SEITENAUSZUG:
┄┄┄┄┄┄┄┄┄┄
Protokoll der Sitzung vom 21.09.2017

- Entschuldigen Sie, es geht gar nicht um die rechtlichen Hürden für den Steinsetzer, sondern um die materiellen Möglichkeiten, über die wir hier reden. Es geht nicht um die rechtlichen Voraussetzungen. Schon heute kann jeder länger arbeiten, wenn er das möchte. Aber wir zwingen Menschen, mit Abschlägen in den Ruhestand zu gehen, wenn sie nicht mehr können, obwohl die Erwerbsminderungsrenten nicht reichen, weil wir ein Niveau haben, das sinkend ist, wenn wir nichts unternehmen. Und Sie wollen nichts unternehmen, sondern das Gegenteil tun. Dazu sind wir unterschiedlicher Auffassung.

Gestatten Sie jetzt eine Zwischenfrage des Abgeordneten Wolfgang Kubicki?

Jetzt redet zumindest ein Betroffener, bitte schön.

(Zurufe FDP)

Ja, ich bin tatsächlich betroffen von dem, was Sie hier sagen, Herr Dr. Stegner.

(Beifall und Heiterkeit FDP und CDU)

Sie polemisieren gegen die private Altersversorgung, sie polemisieren gegen kapitalgedeckte Vorsorge. Herr Dr. Stegner, spielt in Ihrem Rentenkonzept oder Ihrem Kopf die Betriebsrente noch irgendeine Rolle? - Wenn ja, würden Sie mir freundlicherweise sagen, wie die Betriebsrente finanziert wird!

- Verehrter Herr Kollege Kubicki, Sie sind ja schon eine Weile politisch in Schleswig-Holstein tätig, sodass Sie wissen dürften, dass die Anzahl der Schleswig-Holsteinerinnen und Schleswig-Holsteiner, die Betriebsrenten erhalten, deutlich geringer ist als in anderen Ländern, weil wir hier weder große Unternehmen, Großindustrie haben noch die Leute -

(Zuruf Christopher Vogt [FDP])

(Dr. Ralf Stegner)

- Darf ich bitte antworten, Herr Kollege Vogt, wenn Ihr - noch! - Vorturner da etwas fragt und ich versuche, die Frage zu beantworten?

Die Betriebsrente ist eine schöne Ergänzung, wenn man sie hat. Aber viele Menschen haben sie nicht. Unsere Aufgabe ist doch, dafür zu sorgen, dass für die Menschen, die weder ein eigenes Haus, das schuldenfrei ist, noch eine Betriebsrente haben und auch nicht privat vorsorgen können, die gesetzliche Rente reicht. Das ist unser Job, den wir hier zu machen haben. Das unterscheidet uns eben. Wir wollen nicht einfach andere diskreditieren.

(Beifall SPD)
┄┄┄┄┄┄┄┄┄┄
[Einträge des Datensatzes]

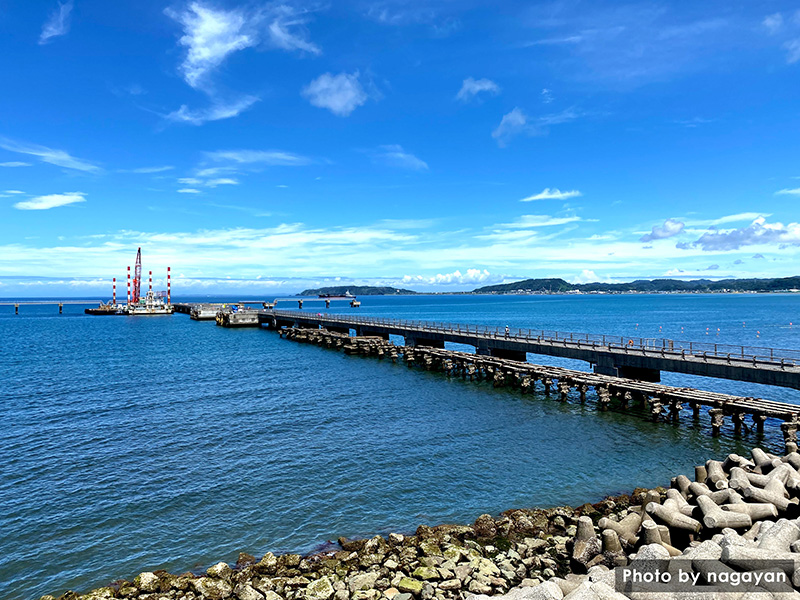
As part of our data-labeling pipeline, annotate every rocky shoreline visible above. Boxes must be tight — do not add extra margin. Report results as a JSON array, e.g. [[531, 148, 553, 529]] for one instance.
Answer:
[[41, 448, 800, 600]]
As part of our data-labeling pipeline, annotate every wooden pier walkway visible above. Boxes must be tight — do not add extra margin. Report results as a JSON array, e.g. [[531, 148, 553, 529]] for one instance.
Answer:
[[259, 309, 800, 389], [280, 327, 800, 451]]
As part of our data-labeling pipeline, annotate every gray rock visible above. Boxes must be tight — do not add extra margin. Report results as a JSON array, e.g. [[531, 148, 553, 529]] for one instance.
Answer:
[[347, 571, 378, 594], [233, 583, 264, 600], [133, 571, 161, 593], [504, 581, 564, 600], [206, 562, 233, 581], [306, 577, 336, 600], [192, 577, 233, 600]]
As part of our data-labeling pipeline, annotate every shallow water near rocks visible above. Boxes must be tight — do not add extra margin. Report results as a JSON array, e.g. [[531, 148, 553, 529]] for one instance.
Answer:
[[0, 295, 800, 599]]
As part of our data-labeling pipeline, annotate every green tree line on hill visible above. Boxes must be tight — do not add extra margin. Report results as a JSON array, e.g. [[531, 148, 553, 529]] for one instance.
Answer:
[[472, 277, 800, 294]]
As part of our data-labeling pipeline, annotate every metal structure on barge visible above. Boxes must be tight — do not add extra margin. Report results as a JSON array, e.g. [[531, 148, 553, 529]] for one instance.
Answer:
[[84, 248, 175, 317]]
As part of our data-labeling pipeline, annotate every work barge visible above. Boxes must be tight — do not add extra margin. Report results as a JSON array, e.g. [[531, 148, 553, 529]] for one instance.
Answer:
[[259, 309, 800, 452]]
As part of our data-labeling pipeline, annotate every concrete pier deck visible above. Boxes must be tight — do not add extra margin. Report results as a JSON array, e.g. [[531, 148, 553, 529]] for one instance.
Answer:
[[259, 309, 800, 389]]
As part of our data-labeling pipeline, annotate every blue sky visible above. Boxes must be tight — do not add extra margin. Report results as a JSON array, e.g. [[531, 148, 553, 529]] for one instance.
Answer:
[[0, 0, 800, 296]]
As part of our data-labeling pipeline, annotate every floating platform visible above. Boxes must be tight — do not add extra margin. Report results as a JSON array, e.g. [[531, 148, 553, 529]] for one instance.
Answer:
[[217, 309, 260, 327], [83, 306, 125, 316]]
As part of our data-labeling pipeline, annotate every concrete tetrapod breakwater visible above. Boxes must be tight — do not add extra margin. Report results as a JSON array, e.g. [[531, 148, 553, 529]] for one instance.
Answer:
[[41, 448, 800, 600], [280, 327, 800, 452]]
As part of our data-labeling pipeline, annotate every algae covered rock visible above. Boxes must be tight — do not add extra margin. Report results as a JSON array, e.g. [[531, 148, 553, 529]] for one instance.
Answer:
[[306, 577, 336, 600], [473, 515, 497, 538], [347, 572, 378, 594], [81, 587, 114, 600], [133, 571, 161, 593], [233, 583, 264, 600], [397, 577, 425, 595], [412, 567, 440, 581], [192, 577, 233, 600], [206, 562, 233, 581]]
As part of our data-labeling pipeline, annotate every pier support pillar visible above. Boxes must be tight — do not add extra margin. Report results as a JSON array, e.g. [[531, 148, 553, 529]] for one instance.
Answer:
[[578, 383, 589, 404], [595, 386, 611, 412], [708, 408, 725, 437], [558, 382, 570, 402], [489, 348, 528, 362], [753, 414, 767, 435], [781, 421, 798, 454]]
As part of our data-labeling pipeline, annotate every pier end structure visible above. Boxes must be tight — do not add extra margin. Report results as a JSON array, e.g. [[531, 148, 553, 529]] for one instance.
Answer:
[[259, 309, 800, 389]]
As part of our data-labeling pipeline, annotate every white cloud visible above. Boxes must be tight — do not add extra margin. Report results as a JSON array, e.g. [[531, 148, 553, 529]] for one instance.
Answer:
[[498, 215, 581, 229], [0, 137, 100, 173], [456, 77, 500, 102], [783, 38, 800, 65], [520, 188, 582, 202], [301, 71, 369, 117], [267, 4, 322, 54], [679, 217, 800, 252], [131, 165, 175, 174], [570, 269, 601, 283], [761, 13, 783, 33], [492, 107, 581, 148], [375, 144, 428, 171], [164, 2, 258, 88], [205, 150, 311, 166], [639, 219, 685, 243], [400, 269, 496, 285], [203, 177, 239, 187], [492, 108, 528, 147], [166, 96, 260, 125], [14, 192, 86, 210], [39, 0, 73, 45]]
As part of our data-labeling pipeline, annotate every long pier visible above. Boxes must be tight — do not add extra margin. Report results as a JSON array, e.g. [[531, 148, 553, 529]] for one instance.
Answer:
[[280, 327, 800, 452], [258, 309, 800, 389]]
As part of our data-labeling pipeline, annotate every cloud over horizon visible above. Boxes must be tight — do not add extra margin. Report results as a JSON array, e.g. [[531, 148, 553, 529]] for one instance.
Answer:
[[14, 192, 86, 210], [39, 0, 74, 46], [301, 71, 369, 117]]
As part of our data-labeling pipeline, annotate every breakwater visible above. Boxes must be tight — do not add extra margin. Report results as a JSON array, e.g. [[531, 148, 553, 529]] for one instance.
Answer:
[[280, 327, 800, 452], [41, 448, 800, 600]]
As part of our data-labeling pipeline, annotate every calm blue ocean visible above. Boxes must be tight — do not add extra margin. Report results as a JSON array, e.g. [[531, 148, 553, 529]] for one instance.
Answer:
[[0, 295, 800, 600]]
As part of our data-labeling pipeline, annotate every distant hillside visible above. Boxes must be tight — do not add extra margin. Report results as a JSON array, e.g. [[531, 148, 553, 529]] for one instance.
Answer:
[[472, 277, 800, 294], [299, 285, 417, 296]]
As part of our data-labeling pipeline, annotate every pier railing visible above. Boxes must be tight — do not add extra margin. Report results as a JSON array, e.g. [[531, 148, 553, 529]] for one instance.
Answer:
[[266, 310, 800, 369]]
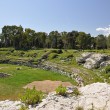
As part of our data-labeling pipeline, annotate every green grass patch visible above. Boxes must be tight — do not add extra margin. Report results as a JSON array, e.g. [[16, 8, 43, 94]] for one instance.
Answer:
[[0, 64, 76, 100]]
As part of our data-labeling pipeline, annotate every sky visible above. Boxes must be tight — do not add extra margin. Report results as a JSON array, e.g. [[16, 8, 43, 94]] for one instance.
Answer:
[[0, 0, 110, 36]]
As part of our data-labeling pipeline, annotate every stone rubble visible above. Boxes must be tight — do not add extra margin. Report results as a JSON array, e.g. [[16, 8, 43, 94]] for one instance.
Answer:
[[76, 52, 110, 69], [0, 83, 110, 110]]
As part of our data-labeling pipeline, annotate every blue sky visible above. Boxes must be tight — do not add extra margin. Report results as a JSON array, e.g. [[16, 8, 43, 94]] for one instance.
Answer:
[[0, 0, 110, 36]]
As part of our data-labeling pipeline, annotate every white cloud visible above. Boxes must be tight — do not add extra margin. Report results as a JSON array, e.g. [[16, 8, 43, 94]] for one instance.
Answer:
[[96, 25, 110, 36]]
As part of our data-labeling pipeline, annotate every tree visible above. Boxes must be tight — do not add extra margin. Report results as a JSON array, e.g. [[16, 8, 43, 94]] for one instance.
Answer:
[[96, 34, 107, 49], [107, 35, 110, 49]]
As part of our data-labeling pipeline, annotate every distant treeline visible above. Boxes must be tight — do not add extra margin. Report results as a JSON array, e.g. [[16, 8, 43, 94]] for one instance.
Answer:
[[0, 25, 110, 50]]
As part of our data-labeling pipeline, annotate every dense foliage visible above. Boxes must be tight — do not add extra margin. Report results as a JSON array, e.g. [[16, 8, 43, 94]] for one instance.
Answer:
[[56, 85, 66, 96], [0, 25, 110, 50]]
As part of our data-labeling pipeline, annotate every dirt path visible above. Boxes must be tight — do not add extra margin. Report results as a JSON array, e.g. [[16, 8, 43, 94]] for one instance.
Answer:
[[23, 80, 72, 93]]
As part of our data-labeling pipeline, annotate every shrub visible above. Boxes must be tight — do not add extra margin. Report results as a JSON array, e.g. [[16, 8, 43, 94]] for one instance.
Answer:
[[51, 53, 58, 59], [75, 106, 84, 110], [73, 88, 81, 96], [20, 87, 43, 105], [57, 49, 63, 54], [105, 65, 110, 73], [56, 85, 66, 96], [67, 54, 73, 58], [20, 105, 28, 110], [51, 50, 57, 53]]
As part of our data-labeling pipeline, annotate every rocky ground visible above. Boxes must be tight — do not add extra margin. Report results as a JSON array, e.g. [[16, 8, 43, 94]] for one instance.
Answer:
[[76, 52, 110, 69], [0, 83, 110, 110]]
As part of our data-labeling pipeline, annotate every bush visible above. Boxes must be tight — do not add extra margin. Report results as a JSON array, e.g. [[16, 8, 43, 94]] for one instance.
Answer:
[[56, 85, 66, 96], [105, 65, 110, 73], [57, 49, 63, 54], [20, 87, 43, 105], [75, 106, 84, 110], [73, 88, 81, 96], [51, 50, 57, 53], [20, 105, 28, 110], [51, 54, 58, 59], [67, 54, 73, 58]]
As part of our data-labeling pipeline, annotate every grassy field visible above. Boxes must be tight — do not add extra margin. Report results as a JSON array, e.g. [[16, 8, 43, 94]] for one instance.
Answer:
[[0, 48, 110, 100], [0, 64, 76, 100]]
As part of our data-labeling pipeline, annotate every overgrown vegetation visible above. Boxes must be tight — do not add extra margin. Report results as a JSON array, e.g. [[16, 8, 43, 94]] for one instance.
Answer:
[[20, 87, 44, 105], [72, 88, 81, 96], [56, 85, 67, 96], [75, 106, 84, 110], [0, 25, 110, 49], [105, 65, 110, 73], [19, 105, 28, 110]]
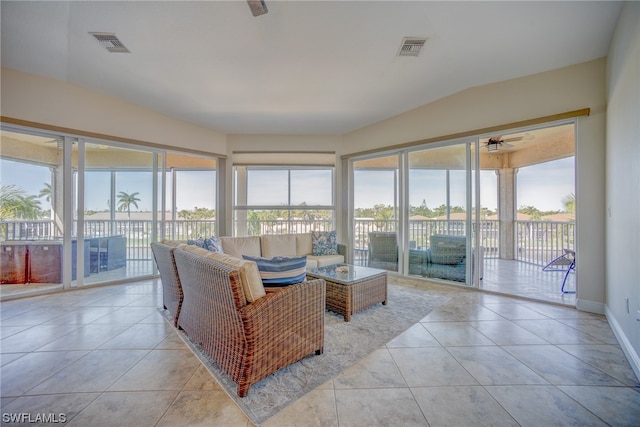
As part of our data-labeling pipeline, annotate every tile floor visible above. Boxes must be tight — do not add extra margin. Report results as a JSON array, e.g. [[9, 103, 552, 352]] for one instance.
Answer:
[[0, 279, 640, 426]]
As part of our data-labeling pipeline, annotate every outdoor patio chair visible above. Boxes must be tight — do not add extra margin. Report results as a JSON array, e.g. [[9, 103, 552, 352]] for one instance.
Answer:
[[542, 249, 576, 294], [368, 232, 398, 271]]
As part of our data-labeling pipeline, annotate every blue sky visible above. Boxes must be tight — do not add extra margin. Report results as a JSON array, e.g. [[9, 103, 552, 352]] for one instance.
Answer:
[[0, 158, 575, 211]]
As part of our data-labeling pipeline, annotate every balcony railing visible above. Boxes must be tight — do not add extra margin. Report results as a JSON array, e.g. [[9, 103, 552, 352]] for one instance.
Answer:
[[0, 219, 575, 266]]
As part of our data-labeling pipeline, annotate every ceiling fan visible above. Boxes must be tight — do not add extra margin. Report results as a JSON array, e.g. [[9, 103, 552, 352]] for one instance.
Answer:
[[484, 134, 533, 151]]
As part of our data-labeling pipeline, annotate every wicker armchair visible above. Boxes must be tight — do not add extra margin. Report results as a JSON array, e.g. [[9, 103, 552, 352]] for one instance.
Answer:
[[151, 242, 183, 327], [368, 232, 398, 271], [174, 249, 325, 397]]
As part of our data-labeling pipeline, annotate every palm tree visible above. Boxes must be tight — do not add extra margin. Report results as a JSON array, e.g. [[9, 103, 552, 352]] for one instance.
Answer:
[[562, 193, 576, 213], [38, 182, 53, 202], [0, 185, 42, 219], [118, 191, 140, 220]]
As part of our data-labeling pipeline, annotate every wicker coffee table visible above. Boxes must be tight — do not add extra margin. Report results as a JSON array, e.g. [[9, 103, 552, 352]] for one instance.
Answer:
[[307, 264, 387, 322]]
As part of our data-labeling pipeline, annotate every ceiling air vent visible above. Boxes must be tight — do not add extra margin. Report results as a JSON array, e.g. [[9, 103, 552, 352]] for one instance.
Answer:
[[398, 37, 427, 56], [89, 33, 130, 53]]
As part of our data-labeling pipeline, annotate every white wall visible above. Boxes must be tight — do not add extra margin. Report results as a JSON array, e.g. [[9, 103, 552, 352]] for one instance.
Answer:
[[604, 2, 640, 377], [0, 68, 226, 154], [344, 58, 606, 313]]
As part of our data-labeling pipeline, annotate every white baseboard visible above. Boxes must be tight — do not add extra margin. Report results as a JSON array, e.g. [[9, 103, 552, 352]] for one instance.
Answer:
[[605, 307, 640, 384], [576, 299, 605, 314]]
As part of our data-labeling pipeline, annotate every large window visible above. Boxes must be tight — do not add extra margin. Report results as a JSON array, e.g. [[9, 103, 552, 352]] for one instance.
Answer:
[[233, 166, 335, 236], [0, 125, 218, 294]]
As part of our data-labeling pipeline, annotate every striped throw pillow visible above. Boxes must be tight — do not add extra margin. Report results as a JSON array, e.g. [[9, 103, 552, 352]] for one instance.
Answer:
[[242, 255, 307, 286]]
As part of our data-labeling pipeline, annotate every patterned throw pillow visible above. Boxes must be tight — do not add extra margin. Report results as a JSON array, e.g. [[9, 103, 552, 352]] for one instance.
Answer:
[[242, 255, 307, 287], [187, 236, 224, 254], [204, 236, 224, 254], [311, 231, 338, 256], [187, 237, 204, 248]]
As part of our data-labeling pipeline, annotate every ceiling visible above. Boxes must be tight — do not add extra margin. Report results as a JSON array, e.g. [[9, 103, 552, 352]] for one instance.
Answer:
[[1, 0, 621, 135]]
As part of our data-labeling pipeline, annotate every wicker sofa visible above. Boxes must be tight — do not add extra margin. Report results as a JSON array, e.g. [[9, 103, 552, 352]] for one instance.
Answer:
[[152, 243, 325, 397], [151, 233, 346, 326], [220, 233, 346, 267]]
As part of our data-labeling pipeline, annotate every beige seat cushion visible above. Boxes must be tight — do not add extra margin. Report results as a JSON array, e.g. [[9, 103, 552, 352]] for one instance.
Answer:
[[181, 245, 267, 303], [162, 239, 187, 248], [307, 255, 344, 267], [220, 236, 262, 259], [260, 234, 296, 258], [296, 233, 313, 256]]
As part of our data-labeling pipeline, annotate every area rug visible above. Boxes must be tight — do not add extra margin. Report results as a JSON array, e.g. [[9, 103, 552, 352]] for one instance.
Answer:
[[164, 284, 450, 424]]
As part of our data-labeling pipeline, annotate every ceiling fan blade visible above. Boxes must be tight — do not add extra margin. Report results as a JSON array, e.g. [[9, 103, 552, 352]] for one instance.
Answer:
[[247, 0, 269, 16]]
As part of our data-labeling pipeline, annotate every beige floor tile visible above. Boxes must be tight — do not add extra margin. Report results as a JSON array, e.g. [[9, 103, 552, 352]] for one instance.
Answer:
[[184, 365, 223, 391], [100, 323, 173, 349], [0, 325, 80, 353], [2, 393, 99, 426], [109, 350, 200, 391], [558, 344, 638, 387], [93, 307, 156, 324], [66, 390, 178, 427], [38, 323, 131, 351], [411, 386, 518, 427], [487, 386, 606, 427], [514, 319, 606, 344], [333, 349, 407, 389], [469, 320, 548, 345], [389, 347, 478, 387], [261, 388, 339, 427], [558, 386, 640, 427], [503, 345, 622, 386], [45, 307, 118, 325], [423, 322, 494, 347], [447, 346, 549, 385], [335, 388, 428, 427], [387, 323, 440, 348], [155, 390, 251, 427], [482, 302, 549, 320], [0, 351, 87, 397], [28, 350, 148, 394]]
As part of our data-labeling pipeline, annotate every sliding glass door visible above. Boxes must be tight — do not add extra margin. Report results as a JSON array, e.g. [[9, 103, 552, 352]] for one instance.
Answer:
[[407, 142, 476, 284], [351, 154, 402, 271]]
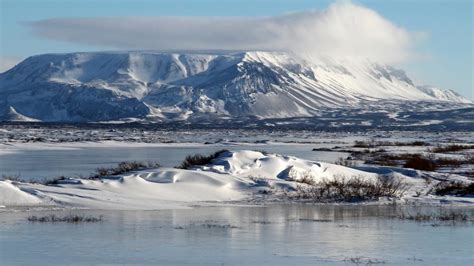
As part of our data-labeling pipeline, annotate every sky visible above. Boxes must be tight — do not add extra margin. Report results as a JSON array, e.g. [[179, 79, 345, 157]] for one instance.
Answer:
[[0, 0, 474, 100]]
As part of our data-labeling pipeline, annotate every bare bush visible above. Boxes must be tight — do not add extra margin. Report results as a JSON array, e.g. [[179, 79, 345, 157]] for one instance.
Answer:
[[28, 214, 102, 223], [429, 144, 474, 153], [89, 161, 160, 179], [288, 175, 406, 202], [335, 157, 355, 167], [403, 154, 438, 171], [176, 150, 228, 169], [433, 181, 474, 196]]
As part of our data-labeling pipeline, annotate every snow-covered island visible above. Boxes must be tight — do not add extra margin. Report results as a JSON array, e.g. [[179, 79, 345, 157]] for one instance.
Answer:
[[0, 150, 474, 210]]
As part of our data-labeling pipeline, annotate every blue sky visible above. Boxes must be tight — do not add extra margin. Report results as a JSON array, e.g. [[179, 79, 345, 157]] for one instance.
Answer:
[[0, 0, 474, 99]]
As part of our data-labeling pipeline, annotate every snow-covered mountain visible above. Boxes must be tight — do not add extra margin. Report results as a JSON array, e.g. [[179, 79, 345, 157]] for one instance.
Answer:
[[0, 52, 471, 121]]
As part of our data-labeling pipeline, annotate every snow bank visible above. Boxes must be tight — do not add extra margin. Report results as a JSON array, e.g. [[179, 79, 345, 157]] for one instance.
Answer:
[[0, 151, 474, 210]]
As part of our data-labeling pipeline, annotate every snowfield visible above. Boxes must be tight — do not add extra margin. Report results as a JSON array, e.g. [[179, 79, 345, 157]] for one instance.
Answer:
[[0, 151, 474, 210]]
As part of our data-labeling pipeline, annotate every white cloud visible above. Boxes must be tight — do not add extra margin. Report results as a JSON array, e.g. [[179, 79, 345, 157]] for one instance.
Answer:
[[0, 56, 22, 73], [27, 2, 417, 63]]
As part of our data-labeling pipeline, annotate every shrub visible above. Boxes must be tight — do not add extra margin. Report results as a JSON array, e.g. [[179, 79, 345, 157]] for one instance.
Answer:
[[397, 210, 469, 222], [89, 161, 160, 179], [403, 154, 437, 171], [176, 150, 228, 169], [335, 157, 355, 167], [429, 144, 474, 153], [288, 175, 406, 202], [433, 181, 474, 196], [28, 214, 102, 223]]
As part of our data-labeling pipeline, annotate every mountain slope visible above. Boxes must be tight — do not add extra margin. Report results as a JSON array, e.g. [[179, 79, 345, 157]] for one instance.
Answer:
[[0, 52, 470, 121]]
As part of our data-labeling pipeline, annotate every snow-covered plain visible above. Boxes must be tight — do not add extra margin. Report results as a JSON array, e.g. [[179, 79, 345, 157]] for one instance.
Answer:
[[0, 151, 474, 210]]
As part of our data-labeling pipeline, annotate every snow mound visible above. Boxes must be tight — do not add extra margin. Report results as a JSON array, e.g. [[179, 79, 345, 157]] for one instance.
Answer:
[[0, 151, 474, 210]]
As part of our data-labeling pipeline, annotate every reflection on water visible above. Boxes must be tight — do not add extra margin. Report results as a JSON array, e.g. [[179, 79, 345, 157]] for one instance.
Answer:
[[0, 205, 474, 265], [0, 144, 347, 180]]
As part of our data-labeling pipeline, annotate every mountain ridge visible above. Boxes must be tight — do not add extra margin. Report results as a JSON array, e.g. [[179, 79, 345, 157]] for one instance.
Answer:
[[0, 51, 472, 121]]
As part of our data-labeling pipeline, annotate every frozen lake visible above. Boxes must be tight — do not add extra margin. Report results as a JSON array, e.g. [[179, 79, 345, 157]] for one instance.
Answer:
[[0, 205, 474, 265], [0, 143, 348, 180]]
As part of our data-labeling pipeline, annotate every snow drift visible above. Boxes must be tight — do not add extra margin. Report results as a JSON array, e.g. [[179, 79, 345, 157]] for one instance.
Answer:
[[0, 151, 474, 210]]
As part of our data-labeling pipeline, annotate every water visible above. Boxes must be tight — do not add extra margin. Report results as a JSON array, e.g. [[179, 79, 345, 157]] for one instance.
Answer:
[[0, 205, 474, 265], [0, 143, 348, 180]]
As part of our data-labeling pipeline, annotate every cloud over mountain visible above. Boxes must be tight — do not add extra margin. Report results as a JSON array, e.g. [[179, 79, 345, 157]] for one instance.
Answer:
[[27, 2, 418, 63]]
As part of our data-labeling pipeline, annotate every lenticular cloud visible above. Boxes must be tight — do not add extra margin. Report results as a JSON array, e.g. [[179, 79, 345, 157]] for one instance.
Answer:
[[27, 2, 417, 63]]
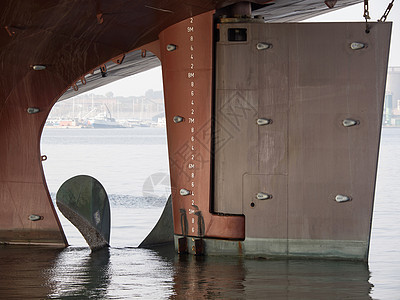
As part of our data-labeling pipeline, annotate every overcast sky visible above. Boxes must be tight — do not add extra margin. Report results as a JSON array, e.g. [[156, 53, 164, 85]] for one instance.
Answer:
[[89, 0, 400, 97]]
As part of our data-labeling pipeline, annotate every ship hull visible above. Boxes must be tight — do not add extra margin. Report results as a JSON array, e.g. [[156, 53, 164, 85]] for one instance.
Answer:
[[0, 1, 391, 260]]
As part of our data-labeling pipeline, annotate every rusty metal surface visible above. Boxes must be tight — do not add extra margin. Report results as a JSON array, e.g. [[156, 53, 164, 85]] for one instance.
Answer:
[[0, 1, 222, 246], [160, 12, 244, 239], [215, 23, 391, 258]]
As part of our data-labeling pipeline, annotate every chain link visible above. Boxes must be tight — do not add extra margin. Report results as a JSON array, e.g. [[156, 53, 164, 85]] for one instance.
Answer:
[[378, 0, 394, 22], [363, 0, 371, 33], [363, 0, 371, 22]]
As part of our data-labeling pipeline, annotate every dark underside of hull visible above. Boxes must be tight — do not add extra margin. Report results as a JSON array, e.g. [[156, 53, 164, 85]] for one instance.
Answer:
[[0, 0, 361, 103]]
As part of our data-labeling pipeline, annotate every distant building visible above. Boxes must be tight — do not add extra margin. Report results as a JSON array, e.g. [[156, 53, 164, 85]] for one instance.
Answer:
[[383, 67, 400, 126]]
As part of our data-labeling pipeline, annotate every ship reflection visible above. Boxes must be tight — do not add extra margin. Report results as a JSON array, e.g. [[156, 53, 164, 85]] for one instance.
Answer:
[[49, 248, 111, 299], [167, 256, 372, 299], [0, 246, 372, 300]]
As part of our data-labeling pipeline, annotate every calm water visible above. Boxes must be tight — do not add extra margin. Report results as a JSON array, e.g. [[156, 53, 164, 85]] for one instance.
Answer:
[[0, 128, 400, 299]]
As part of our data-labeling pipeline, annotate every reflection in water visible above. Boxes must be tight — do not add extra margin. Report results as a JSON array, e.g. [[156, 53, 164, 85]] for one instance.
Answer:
[[0, 246, 372, 299], [168, 256, 372, 299], [49, 248, 111, 299], [0, 245, 60, 299]]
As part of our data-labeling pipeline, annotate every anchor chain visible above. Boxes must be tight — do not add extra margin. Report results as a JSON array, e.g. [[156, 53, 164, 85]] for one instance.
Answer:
[[378, 0, 394, 22], [363, 0, 371, 33]]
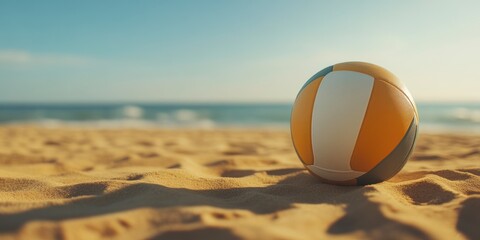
┄┄┄┄┄┄┄┄┄┄
ZU ERLEDIGENDE ARBEIT:
1: Übertrage den Satz „Die Betriebsrente ist eine schöne Ergänzung, wenn man sie hat.“ aus dem Sitzungsprotokoll ins Englische.
2: Wiederhole wortgetreu den Abschnitt des Sitzungsprotokolls, der mit „(Beifall und Heiterkeit“ beginnt und mit „Betriebsrente finanziert wird!“ endet.
Stütze dich ausschließlich auf das Sitzungsprotokoll.

ANTWORTEN JE PUNKT:
1: The company pension is a nice supplement if you have one.

2:
(Beifall und Heiterkeit FDP und CDU)

Sie polemisieren gegen die private Altersversorgung, sie polemisieren gegen kapitalgedeckte Vorsorge. Herr Dr. Stegner, spielt in Ihrem Rentenkonzept oder Ihrem Kopf die Betriebsrente noch irgendeine Rolle? - Wenn ja, würden Sie mir freundlicherweise sagen, wie die Betriebsrente finanziert wird!